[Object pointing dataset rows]
%%

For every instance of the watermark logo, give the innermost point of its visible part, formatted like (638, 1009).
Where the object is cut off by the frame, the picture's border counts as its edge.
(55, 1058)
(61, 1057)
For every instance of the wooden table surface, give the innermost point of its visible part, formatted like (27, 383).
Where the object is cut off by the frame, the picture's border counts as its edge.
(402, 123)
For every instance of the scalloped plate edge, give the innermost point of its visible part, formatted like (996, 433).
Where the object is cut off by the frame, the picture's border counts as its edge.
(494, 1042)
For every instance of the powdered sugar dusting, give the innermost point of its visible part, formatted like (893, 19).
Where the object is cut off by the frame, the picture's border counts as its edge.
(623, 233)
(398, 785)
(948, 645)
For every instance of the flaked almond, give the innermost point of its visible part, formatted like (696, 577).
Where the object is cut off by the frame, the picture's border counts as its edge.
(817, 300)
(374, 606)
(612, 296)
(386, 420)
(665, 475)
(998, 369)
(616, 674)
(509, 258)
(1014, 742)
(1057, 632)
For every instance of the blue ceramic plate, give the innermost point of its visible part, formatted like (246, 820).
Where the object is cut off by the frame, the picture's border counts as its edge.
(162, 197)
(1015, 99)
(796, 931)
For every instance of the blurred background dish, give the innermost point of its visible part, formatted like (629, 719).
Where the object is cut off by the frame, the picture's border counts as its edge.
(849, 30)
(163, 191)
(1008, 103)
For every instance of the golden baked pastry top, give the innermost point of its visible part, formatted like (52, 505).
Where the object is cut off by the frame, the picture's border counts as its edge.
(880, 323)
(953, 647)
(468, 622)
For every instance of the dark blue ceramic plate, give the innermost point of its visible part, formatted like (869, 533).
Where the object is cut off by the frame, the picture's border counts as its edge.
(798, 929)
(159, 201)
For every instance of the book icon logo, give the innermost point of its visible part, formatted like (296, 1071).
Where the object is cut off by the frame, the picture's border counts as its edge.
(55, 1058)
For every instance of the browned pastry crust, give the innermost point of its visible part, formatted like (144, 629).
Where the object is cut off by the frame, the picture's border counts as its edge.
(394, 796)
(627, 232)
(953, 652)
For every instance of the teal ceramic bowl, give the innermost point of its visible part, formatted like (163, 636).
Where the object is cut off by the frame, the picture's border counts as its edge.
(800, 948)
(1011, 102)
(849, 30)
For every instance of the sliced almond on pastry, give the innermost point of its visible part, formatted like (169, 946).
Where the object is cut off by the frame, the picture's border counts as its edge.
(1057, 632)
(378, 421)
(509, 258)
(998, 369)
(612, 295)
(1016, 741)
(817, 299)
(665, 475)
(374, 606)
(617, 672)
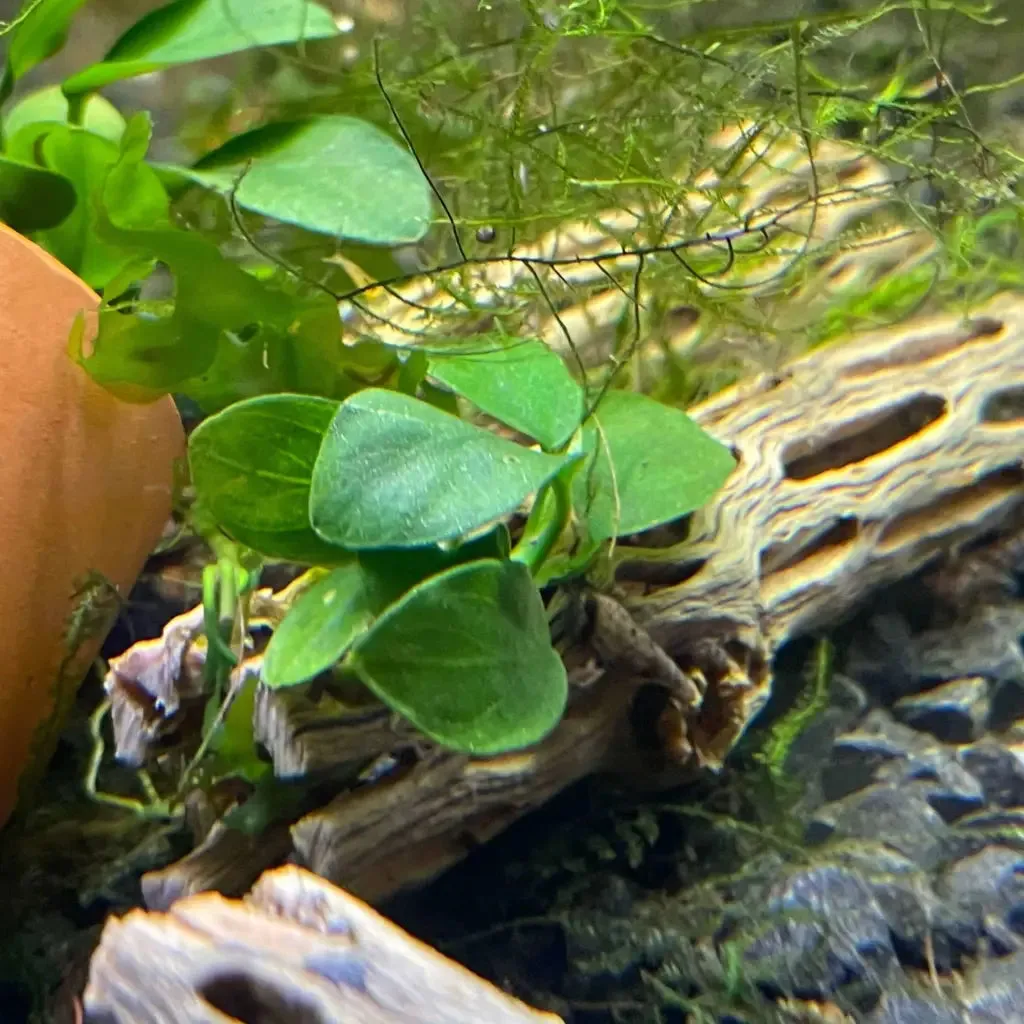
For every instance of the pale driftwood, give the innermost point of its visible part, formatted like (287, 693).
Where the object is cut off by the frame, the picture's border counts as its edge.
(780, 552)
(858, 465)
(296, 950)
(863, 464)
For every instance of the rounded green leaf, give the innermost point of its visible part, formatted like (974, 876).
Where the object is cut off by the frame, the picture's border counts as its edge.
(466, 656)
(394, 472)
(197, 30)
(251, 465)
(333, 175)
(521, 383)
(651, 464)
(320, 628)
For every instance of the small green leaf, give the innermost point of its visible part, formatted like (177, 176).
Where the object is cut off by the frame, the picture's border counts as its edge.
(333, 175)
(396, 472)
(521, 383)
(49, 105)
(102, 173)
(466, 656)
(251, 465)
(321, 627)
(197, 30)
(664, 465)
(326, 620)
(33, 199)
(42, 32)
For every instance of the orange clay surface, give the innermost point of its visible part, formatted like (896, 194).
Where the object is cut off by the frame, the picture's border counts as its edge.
(85, 484)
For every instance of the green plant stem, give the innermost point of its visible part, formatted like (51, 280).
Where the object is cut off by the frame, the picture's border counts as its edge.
(544, 526)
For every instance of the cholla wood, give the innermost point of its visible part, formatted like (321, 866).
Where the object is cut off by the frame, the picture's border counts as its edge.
(296, 949)
(858, 465)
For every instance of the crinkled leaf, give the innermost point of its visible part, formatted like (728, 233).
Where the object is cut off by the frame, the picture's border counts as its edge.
(396, 472)
(320, 628)
(325, 621)
(110, 179)
(32, 115)
(648, 464)
(521, 383)
(466, 656)
(334, 175)
(33, 199)
(39, 35)
(197, 30)
(251, 465)
(228, 337)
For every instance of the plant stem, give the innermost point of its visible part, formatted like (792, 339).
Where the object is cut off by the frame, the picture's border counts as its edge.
(544, 525)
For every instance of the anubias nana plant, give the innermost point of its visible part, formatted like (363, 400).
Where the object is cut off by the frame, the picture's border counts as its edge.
(393, 473)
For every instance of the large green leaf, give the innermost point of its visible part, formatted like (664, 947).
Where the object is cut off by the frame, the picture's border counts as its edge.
(251, 465)
(334, 175)
(40, 33)
(466, 656)
(197, 30)
(521, 383)
(31, 198)
(396, 472)
(648, 464)
(110, 179)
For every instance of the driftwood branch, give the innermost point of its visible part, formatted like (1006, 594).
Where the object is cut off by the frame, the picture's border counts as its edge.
(295, 951)
(858, 464)
(865, 463)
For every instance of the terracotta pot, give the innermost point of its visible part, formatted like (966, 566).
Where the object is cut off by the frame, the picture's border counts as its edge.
(85, 487)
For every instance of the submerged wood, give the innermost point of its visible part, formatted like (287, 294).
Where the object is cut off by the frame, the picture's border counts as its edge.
(296, 950)
(858, 464)
(861, 464)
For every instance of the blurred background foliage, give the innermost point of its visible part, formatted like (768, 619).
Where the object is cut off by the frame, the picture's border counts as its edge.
(526, 114)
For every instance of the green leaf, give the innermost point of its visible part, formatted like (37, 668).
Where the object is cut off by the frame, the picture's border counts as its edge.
(228, 337)
(396, 472)
(251, 465)
(197, 30)
(44, 107)
(321, 627)
(42, 32)
(467, 658)
(650, 463)
(102, 173)
(334, 175)
(323, 624)
(521, 383)
(33, 199)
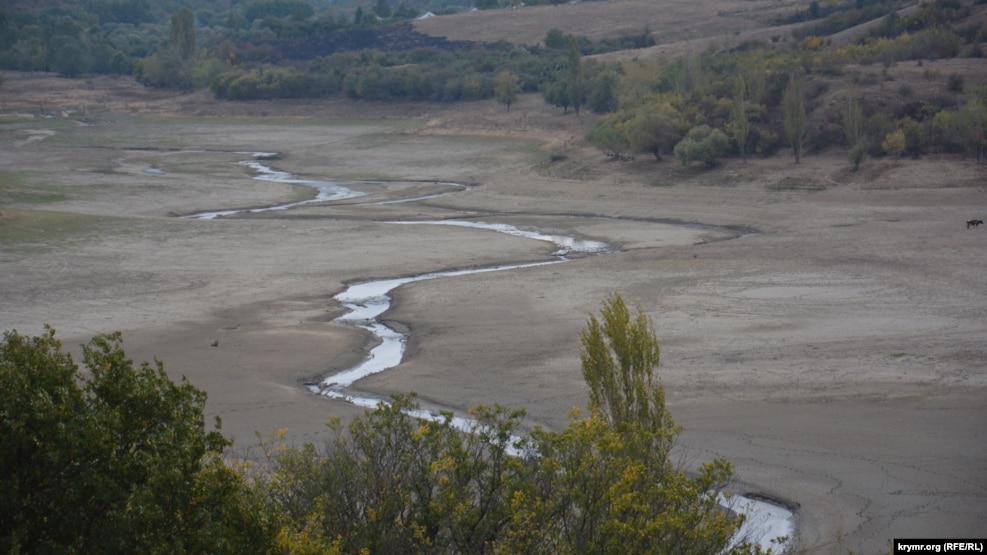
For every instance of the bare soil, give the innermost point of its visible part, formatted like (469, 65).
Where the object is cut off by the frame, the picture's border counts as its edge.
(823, 329)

%%

### Instruction
Leave out the pictures and return every record word for word.

### Correct output
For every instance of the watermark logo, give the innermost point of its visible part, formatted like (638, 1009).
Where the object is cut off by the frame, the picture's border counts as its edge.
(55, 1058)
(61, 1057)
For every instance of the wooden table surface, give the innermost point of its visible part, formatted like (27, 383).
Where the object is cut off by the frame, the picture's border counts as its edge.
(402, 123)
For every instance of the scalloped plate edge, give the innermost point of its visible part, formatted like (996, 433).
Where the object is cut off by the frame, the picture's border counts as its edge.
(494, 1042)
For every instance of the powdered sugar dusting, give the innermost point of its visible part, formatted like (893, 19).
Where the object is cut off by the frame, the picture's border counts as its edge.
(623, 233)
(398, 785)
(948, 645)
For every instance of the flaked almond, give the innermost point of its visible part, formatted like (696, 577).
Where the object is cut off by the frame, the picture's border counts as its edge.
(817, 300)
(374, 606)
(612, 296)
(386, 420)
(665, 475)
(998, 369)
(616, 674)
(509, 258)
(1014, 742)
(1057, 632)
For every instance of the blue ceramic plate, give the innermost point of its visible part, formatted like (246, 820).
Where the object is cut off by the frame, the picture's border counts as its edge.
(162, 197)
(1015, 99)
(796, 931)
For every instance of the blurred background dish, give the innermost point of its visible part, formatted like (629, 719).
Where the object is cut off by the frame, the picture's border counts as its edge.
(849, 30)
(163, 191)
(1008, 103)
For every instance of the golden baked pastry top, give the innermost point of its visible part, formatted like (52, 505).
Where the object is cut off by the frame, the picture's border counts as its edge.
(880, 323)
(953, 647)
(468, 622)
For every instance of the dark blue ceramic plate, give the innermost point of its visible part, formatted like (869, 533).
Where the object is cut off by the frame, the picture's border counts as its edge.
(798, 929)
(159, 201)
For every instance of the book icon logo, give the innermost point of its visible part, formatted like (296, 1071).
Where the object is cut off by the frame, the picture's border counts as its edge.
(55, 1058)
For every instance of the browned pastry crust, give the innermost point of its visible part, formatted like (144, 629).
Where the object is cut off by the frame, the picture's border counts as its edge.
(394, 796)
(627, 232)
(953, 652)
For every instance of the teal ceramic bowl, give the innermost point of its visible part, formatted like (163, 636).
Where the object is cut off by the frame, the picture's border counts as its edge.
(800, 948)
(1011, 102)
(849, 30)
For every instance of the sliced almond on pastry, give the innermost point of its visible part, formatted like (169, 946).
Where the object is cut off by the frame, the picture's border counts as its edge.
(1057, 632)
(378, 421)
(509, 258)
(998, 369)
(612, 295)
(1016, 741)
(817, 299)
(665, 475)
(374, 606)
(617, 672)
For every instance of the pale driftwood, give the innermost point of its visible part, formatted like (287, 693).
Where the object is cut off by the frame, the picture's border counts as its edge.
(780, 552)
(858, 465)
(296, 950)
(863, 464)
For every instance of the rounded green leaf, give the innermost point of its visible part, formatted like (974, 876).
Where the object is cut off by the frame, the picture's border counts as its edge.
(466, 656)
(394, 472)
(197, 30)
(251, 465)
(333, 175)
(521, 383)
(651, 464)
(320, 628)
For every instance of the small green leaf, give the innermost point of its visible part, formatted like (177, 176).
Where the object is cut off by the frame, the picture's border counts as its edge.
(333, 175)
(396, 472)
(521, 383)
(49, 105)
(102, 173)
(466, 656)
(251, 465)
(321, 627)
(197, 30)
(664, 465)
(326, 620)
(33, 199)
(42, 32)
For every instance of the orange clay surface, give the innermost point of its visible part, formatted like (896, 194).
Where the object is cut off by the frame, the picture's border counts as its edge.
(85, 484)
For every instance of the green plant stem, give the innermost point of its visible part, formatted like (51, 280).
Where the object is cut off by the frame, the picture's border counts as its edge.
(544, 526)
For every instance of the cholla wood, give the innermost point of its visible part, formatted like (321, 866).
Where the object is cut off by the frame, the picture's border counts as its edge.
(296, 949)
(858, 465)
For every instance of the crinkled leaf, give the innermost point of its visible part, formatted like (728, 233).
Where the object is cut off by the frame, the picture's border counts as its edge.
(396, 472)
(320, 628)
(325, 621)
(110, 179)
(32, 115)
(648, 464)
(521, 383)
(466, 656)
(334, 175)
(33, 199)
(39, 35)
(197, 30)
(251, 465)
(228, 337)
For every instance of the plant stem, give the innermost point of its visible part, formatted like (792, 339).
Where the object is cut off by the frame, the picture's border counts as its edge.
(544, 525)
For every instance of the anubias nana plant, give the innermost point of its visible part, formatted like (363, 400).
Where the object is cut off by the frame, the picture's border counts as its edge.
(393, 473)
For every instance of the large green leaf, give the innermost point of its visible part, formatted like (664, 947).
Where the object is cut off by the frame, the picture's border counts as its edge.
(251, 465)
(334, 175)
(40, 33)
(466, 656)
(197, 30)
(521, 383)
(31, 198)
(396, 472)
(648, 464)
(110, 179)
For every instance of the driftwood branch, give the innermost point of its visible part, formatted like (1006, 594).
Where the object is cut off by the frame, the picture's border counts as its edge.
(295, 951)
(858, 464)
(865, 463)
For every instance of the terracotta pot, give the innermost point of its visible part, formatted like (966, 566).
Where the object is cut off by the frame, the picture's border counts as its edge.
(85, 487)
For every instance of the submerged wood, give the innermost point of its visible part, formatted like (287, 294).
Where the object is cut off by the frame, the picture's border counts as its edge.
(296, 950)
(858, 464)
(861, 464)
For every instance of the blurred background foliage, give the innermost point of its visible part, formatted like (768, 619).
Where the object is cut off by the frame, the picture's border counts as its edge.
(526, 114)
For every instance of the green leaf, give the innermost point of its visible part, formatted like (37, 668).
Where the object is cut off by the frame, the picture's border counts as its edge.
(228, 337)
(396, 472)
(251, 465)
(197, 30)
(44, 107)
(321, 627)
(42, 32)
(467, 658)
(650, 463)
(102, 173)
(334, 175)
(323, 624)
(521, 383)
(33, 199)
For every instance of the bare soil, give the innermost point of its visible part, formatted like (469, 65).
Where the object is cut off by the frame, the picture's border counts as its edge.
(823, 329)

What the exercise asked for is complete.